[start INPUT ROWS]

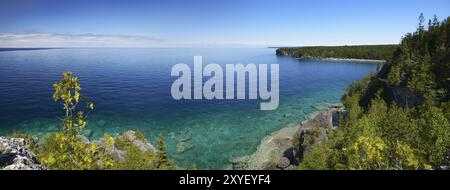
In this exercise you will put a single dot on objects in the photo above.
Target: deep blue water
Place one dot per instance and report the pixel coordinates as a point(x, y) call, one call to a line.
point(131, 91)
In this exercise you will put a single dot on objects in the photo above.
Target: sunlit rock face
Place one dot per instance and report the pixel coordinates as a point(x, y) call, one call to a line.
point(15, 154)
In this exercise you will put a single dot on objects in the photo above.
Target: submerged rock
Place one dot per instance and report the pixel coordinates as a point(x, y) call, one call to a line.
point(15, 154)
point(183, 147)
point(129, 136)
point(101, 123)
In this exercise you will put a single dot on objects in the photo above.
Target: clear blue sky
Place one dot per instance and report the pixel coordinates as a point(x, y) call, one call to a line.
point(170, 23)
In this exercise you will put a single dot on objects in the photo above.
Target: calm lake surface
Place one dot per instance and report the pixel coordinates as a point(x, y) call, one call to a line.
point(131, 91)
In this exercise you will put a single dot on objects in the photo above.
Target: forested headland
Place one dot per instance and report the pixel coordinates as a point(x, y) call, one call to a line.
point(398, 118)
point(372, 52)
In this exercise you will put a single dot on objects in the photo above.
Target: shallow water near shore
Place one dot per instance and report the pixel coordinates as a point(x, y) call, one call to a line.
point(131, 91)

[end INPUT ROWS]

Leaving aside the images, write out the entries above word for word.

In this exercise you will put a single dot on objects in the photo above.
Target: deep blue water
Place one dot per instance and report the pixel coordinates as a point(x, y) call, one call to a line.
point(131, 91)
In this exercise you will put a single dot on objects in the photo above.
Target: sunlit rock face
Place one dot per instance and report the pixel coordinates as a point(x, y) call, one call to a line.
point(15, 154)
In this exercise you will put a single dot on objects in the photo above.
Target: submerged rock
Place one dot per instance and report the pixel coordinates as a point(x, y) call, one call to a line.
point(15, 154)
point(183, 147)
point(129, 136)
point(101, 123)
In this exercise you will put a single dot on objects in the photo above.
Target: clear blue sky
Place one dot per instance and report the pixel coordinates as a point(x, y) call, one call to a line.
point(170, 23)
In this exercise you will put a single dot on objects in the photo above.
Target: calm lake surface
Place one dot per instance and report the pixel coordinates as a point(x, y) call, one call to a line.
point(131, 91)
In this exercise you will put a single dot on objects in the photo above.
Target: forested headland
Place one dot per instance and report the pixel coordinates as a point(x, y) call, one call to a line.
point(398, 118)
point(372, 52)
In this exercise you will put a single dot on objects in the photo above.
Target: shallow water near shore
Place one dot per instance and report the pixel coordinates as a point(x, y) call, one call to a line.
point(131, 91)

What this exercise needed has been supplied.